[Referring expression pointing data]
_ _ _ _ _

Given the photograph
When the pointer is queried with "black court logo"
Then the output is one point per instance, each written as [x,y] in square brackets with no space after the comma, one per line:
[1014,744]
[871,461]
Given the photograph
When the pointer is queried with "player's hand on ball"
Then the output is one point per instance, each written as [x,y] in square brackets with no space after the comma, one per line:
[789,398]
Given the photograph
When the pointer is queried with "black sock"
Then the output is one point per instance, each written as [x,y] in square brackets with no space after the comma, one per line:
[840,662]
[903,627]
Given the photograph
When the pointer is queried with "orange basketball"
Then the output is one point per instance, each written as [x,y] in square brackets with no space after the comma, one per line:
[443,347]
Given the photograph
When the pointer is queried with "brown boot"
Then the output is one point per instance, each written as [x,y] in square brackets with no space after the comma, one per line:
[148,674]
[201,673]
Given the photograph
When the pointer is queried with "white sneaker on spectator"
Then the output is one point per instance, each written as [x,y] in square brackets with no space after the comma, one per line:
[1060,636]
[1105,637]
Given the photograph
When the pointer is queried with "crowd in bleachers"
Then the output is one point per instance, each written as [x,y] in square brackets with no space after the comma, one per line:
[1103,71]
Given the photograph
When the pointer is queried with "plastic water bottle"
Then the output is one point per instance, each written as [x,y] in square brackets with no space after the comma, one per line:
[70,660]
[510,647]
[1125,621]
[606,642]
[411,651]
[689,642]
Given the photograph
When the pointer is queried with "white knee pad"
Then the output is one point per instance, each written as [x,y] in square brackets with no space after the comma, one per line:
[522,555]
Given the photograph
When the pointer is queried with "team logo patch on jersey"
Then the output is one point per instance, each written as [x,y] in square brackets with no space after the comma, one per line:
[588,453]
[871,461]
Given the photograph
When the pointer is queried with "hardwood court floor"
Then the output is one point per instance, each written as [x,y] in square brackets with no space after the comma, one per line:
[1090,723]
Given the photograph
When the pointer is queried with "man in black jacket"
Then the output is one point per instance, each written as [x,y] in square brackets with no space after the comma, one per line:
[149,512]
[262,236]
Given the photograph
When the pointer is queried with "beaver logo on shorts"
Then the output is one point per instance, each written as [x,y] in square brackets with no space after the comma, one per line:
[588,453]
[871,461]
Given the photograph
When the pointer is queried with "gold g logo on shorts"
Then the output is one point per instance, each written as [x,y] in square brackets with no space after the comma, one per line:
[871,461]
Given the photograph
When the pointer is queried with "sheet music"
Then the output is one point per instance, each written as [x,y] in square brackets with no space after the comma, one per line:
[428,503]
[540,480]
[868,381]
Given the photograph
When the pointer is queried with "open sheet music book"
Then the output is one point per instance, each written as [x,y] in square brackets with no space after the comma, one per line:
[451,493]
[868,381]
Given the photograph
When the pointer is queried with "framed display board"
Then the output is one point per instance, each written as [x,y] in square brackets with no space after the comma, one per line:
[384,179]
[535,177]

_ _ _ _ _

#### Work item:
Which lines of the records above hold the word "logo"? Copy each one out.

#### Answer to the exercise:
When the pointer is queried with "black court logo"
When the pointer is queried with "team logo patch on jersey"
When the pointer is queried with "beaver logo on shorts"
When the pointer is queried with "gold g logo on shorts"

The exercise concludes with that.